-- PROMPT --
Could you carry on the pellicle inspection passage below from the point where it stops?

-- SOURCE PASSAGE --
Handling

Inspection

Because of the pellicle's structure, only film can be inspected automatically. Other components have to be visual inspected. Defects should be categorized, i.e. killing defect, functional defect, or cosmetic defect, and appropriate actions should be taken. Functional defects should be well-defined between vendor and user, while cosmetic defects should be compared with a sample standard. To properly inspect a pellicle, attention must be given to several components - transmission and uniformity of the pellicle film, particle contamination on the film, frame, and adhesive; and overall integrity of the pellicle.

Inspection of Film Transmission and its Uniformity
  To inspect transmission, a spectrophotometer is used to measure pellicle film transmission and its uniformity. Consideration must be given to the background stray light noise, resolution, i.e. bandwidth of the slit, and the angle of the measuring incident light from the spectrophotometer to the pellicle. Although some pellicles might occasionally have been out of specification from some pellicle suppliers, transmission generally presents no problem because each pellicle's transmission is individually measured.

Transmission uniformity is typically inspected with a monochromatic light, usually green mercury light or a helium-neon light. With the aid of a monochromatic light, detection of non-uniform spots on the film can easily be found, such as those from the spin-coating process. Similarly, a laser reflection inspection machine has been used by MLI to inspect the coating uniformity of uncoated wafer stepper film. Uncoated film thickness can easily be measured by calculations from the transmission or reflection spectra of a spectrophotometer or any commercial film thickness measuring machine.
   
Inspection of Film Particles
  Particle standards should be used for inspection calibration. Specifically, a 1 µm, 0.5 µm and 0.3 µm standard on pellicle surface should be used to calibrate any inspection tool. Even for visual inspection, these standards should regularly be shown to operators to insure accurate inspection.

Currently, there are three methods of inspecting film contamination - human eye, laser scan, and video camera inspection. The human eye is quite sensitive. MLI has found that with proper lighting a particle as small as 0.3 µm can be detected (calibrated with a standard polystyrene bead on pellicle film and verified by a laser scan machine). However, human-eye inspection has a non-quantitative nature. There are several factors involved in this inspection process, such as operator eye sensitivity, ability to focus, inspection angle and position, film distance from the eye, incident and background light intensity, and the eye's pupil response to background light. The ability to detect a particle below 1 µm can be very different between operators.

[Raw records]
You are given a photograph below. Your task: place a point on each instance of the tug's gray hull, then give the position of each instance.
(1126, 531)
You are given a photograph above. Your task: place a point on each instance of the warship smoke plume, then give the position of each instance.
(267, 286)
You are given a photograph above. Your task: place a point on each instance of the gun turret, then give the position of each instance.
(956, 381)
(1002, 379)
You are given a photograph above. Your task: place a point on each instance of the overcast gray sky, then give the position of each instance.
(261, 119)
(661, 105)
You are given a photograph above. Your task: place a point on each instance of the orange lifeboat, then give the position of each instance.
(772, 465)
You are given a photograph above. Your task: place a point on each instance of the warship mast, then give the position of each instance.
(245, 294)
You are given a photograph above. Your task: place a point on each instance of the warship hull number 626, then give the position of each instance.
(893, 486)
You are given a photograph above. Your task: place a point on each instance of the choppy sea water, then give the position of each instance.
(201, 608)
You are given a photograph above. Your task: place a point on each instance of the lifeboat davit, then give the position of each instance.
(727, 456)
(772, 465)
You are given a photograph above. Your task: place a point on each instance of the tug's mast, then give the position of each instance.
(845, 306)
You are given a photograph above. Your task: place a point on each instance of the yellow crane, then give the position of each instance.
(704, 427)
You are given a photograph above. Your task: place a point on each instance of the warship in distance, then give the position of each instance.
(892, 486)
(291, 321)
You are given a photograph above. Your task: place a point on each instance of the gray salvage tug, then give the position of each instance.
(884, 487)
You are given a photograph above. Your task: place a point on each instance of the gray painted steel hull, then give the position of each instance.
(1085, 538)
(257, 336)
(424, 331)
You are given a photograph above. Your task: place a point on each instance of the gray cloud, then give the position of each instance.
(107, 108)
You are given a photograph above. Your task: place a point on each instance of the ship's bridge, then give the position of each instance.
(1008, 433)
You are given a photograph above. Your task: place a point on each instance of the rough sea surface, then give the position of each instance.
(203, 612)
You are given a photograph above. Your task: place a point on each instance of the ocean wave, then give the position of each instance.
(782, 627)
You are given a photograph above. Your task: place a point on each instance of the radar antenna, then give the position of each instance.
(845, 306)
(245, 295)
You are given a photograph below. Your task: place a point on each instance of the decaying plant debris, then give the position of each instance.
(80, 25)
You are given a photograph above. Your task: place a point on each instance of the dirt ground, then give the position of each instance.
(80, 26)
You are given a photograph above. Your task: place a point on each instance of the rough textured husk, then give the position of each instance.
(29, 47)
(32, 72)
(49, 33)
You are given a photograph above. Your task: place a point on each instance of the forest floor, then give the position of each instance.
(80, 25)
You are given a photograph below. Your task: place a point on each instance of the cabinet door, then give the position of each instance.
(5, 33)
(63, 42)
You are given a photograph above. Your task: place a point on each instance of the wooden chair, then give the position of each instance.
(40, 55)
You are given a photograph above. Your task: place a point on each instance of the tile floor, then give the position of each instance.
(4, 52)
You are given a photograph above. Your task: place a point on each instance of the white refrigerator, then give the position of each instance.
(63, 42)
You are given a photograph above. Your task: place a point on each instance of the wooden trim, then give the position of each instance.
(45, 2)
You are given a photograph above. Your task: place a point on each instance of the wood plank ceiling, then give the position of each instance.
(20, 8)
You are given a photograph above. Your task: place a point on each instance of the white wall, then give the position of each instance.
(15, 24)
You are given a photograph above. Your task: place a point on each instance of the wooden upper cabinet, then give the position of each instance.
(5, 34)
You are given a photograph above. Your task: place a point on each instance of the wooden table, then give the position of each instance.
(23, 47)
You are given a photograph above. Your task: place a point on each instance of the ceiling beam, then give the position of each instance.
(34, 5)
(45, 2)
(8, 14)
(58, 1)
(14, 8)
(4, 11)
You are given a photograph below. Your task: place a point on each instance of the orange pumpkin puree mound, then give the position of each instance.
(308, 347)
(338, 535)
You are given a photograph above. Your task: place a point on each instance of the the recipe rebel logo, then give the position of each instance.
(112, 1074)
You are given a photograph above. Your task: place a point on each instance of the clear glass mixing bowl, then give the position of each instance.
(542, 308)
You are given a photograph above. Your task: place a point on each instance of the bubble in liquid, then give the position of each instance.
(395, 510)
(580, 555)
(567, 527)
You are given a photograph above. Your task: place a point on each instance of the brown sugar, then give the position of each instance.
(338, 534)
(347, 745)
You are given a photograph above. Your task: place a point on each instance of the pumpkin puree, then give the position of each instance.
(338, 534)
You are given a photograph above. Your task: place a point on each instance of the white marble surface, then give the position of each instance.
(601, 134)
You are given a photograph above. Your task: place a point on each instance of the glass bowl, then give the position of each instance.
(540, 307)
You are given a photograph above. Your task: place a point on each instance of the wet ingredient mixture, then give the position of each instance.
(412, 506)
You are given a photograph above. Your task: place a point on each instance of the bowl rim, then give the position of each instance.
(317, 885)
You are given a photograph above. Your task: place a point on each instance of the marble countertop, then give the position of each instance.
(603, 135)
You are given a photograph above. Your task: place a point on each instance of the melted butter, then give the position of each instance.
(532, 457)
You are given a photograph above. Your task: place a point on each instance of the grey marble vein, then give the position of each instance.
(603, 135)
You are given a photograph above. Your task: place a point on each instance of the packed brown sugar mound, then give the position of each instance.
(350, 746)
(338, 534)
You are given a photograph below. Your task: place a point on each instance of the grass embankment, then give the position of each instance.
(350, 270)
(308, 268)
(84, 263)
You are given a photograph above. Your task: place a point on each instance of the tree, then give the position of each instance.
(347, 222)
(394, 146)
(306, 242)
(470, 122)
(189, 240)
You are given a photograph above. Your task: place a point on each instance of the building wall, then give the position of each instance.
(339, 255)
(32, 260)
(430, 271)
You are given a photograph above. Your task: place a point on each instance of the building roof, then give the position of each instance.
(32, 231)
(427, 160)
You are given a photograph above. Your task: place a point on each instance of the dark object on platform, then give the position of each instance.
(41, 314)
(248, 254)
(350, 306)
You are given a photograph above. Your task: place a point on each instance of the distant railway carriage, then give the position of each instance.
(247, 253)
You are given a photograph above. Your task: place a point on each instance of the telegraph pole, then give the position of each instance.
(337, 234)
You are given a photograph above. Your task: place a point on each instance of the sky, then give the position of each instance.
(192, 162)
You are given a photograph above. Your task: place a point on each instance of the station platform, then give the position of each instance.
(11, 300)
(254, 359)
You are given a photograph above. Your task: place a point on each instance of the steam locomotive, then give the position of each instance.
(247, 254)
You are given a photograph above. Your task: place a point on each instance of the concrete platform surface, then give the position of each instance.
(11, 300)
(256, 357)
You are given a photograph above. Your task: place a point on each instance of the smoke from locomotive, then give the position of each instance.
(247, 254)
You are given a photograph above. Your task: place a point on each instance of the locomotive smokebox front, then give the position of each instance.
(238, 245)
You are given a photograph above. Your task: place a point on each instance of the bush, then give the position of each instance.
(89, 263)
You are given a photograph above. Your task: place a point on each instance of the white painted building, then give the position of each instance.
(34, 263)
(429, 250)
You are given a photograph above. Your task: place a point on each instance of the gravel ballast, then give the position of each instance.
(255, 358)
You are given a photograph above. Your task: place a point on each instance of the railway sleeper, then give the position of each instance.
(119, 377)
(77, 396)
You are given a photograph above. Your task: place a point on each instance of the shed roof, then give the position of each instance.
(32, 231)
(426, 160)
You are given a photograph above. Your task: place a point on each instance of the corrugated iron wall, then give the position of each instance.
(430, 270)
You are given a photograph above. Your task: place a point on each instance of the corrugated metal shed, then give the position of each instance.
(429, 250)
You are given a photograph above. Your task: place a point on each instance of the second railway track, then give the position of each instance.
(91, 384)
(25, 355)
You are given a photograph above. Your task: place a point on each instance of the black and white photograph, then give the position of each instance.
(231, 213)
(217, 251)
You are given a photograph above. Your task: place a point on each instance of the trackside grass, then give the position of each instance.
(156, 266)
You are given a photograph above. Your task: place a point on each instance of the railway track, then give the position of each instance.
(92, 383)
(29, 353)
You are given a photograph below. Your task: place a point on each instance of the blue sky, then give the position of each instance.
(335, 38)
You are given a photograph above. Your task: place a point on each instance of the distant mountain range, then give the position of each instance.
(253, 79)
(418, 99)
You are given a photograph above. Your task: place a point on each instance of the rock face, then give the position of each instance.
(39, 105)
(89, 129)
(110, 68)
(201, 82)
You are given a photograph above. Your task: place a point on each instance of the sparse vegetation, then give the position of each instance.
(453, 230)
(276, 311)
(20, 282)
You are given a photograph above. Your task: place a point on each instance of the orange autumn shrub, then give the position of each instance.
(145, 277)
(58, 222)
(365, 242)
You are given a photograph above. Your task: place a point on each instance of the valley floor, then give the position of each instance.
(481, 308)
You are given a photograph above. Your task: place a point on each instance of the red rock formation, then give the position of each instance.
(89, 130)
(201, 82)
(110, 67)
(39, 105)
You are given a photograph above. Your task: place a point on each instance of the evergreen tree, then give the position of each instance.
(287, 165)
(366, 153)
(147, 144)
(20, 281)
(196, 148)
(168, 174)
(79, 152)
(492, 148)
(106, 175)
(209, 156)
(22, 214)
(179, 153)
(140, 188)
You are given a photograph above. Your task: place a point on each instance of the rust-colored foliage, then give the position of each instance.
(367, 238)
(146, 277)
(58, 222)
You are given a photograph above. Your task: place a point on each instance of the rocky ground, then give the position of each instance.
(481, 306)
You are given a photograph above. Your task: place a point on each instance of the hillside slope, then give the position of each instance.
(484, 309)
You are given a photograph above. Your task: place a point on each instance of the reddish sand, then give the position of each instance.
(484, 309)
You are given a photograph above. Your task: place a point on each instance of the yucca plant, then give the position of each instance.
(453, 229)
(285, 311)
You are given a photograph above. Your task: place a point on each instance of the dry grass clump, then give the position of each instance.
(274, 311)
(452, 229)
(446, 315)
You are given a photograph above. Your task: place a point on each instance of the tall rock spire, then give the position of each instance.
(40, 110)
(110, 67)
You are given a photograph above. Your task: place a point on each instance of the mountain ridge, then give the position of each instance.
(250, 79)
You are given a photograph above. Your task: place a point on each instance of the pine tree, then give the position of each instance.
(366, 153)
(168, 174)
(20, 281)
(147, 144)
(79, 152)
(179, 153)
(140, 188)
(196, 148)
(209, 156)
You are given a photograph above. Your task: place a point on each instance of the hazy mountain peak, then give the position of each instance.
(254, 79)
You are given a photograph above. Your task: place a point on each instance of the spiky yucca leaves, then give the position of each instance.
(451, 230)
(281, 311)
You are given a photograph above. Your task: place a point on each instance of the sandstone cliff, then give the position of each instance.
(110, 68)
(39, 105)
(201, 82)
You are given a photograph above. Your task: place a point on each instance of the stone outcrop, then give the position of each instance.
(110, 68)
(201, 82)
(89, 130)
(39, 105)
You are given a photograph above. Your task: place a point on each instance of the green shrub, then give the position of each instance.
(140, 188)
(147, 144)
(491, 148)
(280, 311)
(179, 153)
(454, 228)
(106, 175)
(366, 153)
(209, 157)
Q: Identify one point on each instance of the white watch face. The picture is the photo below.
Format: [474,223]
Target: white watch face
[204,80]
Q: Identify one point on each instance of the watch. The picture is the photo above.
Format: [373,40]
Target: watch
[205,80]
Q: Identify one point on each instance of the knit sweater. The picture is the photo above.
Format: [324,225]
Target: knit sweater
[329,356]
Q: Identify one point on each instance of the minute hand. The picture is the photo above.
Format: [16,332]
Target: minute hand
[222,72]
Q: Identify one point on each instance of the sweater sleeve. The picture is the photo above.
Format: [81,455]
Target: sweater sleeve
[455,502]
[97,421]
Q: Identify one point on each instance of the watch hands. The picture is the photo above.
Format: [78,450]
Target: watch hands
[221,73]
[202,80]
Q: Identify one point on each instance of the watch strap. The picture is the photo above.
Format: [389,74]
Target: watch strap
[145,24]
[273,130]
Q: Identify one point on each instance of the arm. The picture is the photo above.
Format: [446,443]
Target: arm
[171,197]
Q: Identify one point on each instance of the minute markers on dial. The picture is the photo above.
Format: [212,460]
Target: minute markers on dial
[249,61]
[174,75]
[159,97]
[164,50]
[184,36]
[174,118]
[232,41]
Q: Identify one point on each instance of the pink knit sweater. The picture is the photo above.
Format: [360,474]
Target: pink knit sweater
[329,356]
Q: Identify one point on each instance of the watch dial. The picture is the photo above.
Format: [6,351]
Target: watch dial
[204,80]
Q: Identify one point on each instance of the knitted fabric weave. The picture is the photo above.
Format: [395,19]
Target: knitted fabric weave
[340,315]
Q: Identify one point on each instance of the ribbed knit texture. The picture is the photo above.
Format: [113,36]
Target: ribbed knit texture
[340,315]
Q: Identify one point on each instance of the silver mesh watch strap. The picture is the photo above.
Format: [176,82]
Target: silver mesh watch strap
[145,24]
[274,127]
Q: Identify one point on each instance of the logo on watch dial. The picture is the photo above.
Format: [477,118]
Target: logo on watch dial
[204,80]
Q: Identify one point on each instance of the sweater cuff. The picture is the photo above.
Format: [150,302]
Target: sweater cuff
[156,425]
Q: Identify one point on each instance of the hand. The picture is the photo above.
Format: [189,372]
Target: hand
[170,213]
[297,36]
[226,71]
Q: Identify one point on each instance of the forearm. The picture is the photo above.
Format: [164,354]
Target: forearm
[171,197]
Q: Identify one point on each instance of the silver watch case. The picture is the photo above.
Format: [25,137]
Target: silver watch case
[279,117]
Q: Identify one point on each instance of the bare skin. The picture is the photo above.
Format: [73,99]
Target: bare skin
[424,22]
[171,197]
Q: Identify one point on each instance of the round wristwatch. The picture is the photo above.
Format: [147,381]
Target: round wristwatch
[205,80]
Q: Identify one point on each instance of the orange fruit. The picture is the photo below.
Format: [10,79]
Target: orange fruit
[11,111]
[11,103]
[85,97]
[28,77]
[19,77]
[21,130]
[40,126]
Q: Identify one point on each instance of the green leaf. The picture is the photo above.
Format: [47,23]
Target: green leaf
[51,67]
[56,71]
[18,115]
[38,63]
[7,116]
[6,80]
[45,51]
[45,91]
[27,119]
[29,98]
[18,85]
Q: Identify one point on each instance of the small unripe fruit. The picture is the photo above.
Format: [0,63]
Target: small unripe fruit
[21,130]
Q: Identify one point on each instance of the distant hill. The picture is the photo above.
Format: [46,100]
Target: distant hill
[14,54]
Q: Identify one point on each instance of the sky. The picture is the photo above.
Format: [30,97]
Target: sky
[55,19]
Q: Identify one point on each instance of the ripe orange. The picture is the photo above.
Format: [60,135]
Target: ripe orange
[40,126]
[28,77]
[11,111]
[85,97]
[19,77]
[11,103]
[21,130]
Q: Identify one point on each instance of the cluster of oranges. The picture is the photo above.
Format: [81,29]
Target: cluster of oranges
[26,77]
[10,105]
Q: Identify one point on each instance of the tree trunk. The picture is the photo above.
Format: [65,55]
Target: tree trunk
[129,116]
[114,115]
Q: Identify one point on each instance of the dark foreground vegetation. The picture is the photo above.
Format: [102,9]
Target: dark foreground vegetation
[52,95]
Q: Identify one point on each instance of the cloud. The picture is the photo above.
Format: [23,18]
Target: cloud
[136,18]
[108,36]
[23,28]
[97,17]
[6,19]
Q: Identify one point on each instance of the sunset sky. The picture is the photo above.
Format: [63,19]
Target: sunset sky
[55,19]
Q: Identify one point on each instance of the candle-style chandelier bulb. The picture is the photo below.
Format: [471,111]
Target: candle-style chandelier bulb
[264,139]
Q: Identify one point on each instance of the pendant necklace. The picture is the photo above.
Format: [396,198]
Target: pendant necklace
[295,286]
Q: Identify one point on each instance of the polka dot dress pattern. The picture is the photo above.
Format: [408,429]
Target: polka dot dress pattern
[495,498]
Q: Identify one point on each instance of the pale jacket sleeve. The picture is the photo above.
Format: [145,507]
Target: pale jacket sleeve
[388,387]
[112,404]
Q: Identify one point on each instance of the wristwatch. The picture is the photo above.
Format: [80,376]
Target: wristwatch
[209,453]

-- EXERCISE OUTPUT --
Even inspection with machines can give irreproducible results. With laser inspection of film particles, the best reproducibility is approximately +/- 20%. This limitation is primarily controlled by the scan line overlap and scan line stability, which is affected by the vibration limit of the scanning optics. Laser scan can detect particles smaller than 0.3 µm.

The video camera can easily detect particles smaller than 0.3µm with proper illumination. With current high-speed computer video capture and processing, this is the best method to detect particles on pellicle film.

All three inspection methods have their limitations. Human-eye, laser scan, and video camera detection is a detection of scattered light, not the real particle size. The real particle size can be substantially larger than the size its scattering light appears, sometimes as large as 10 times that of the detected particle size. In addition, laser detection is limited to about 2-3 mms from the frame's edge, depending on the laser scanning angle, intensity distribution of the laser spot, height of the frame, and light scattering of the frame edge.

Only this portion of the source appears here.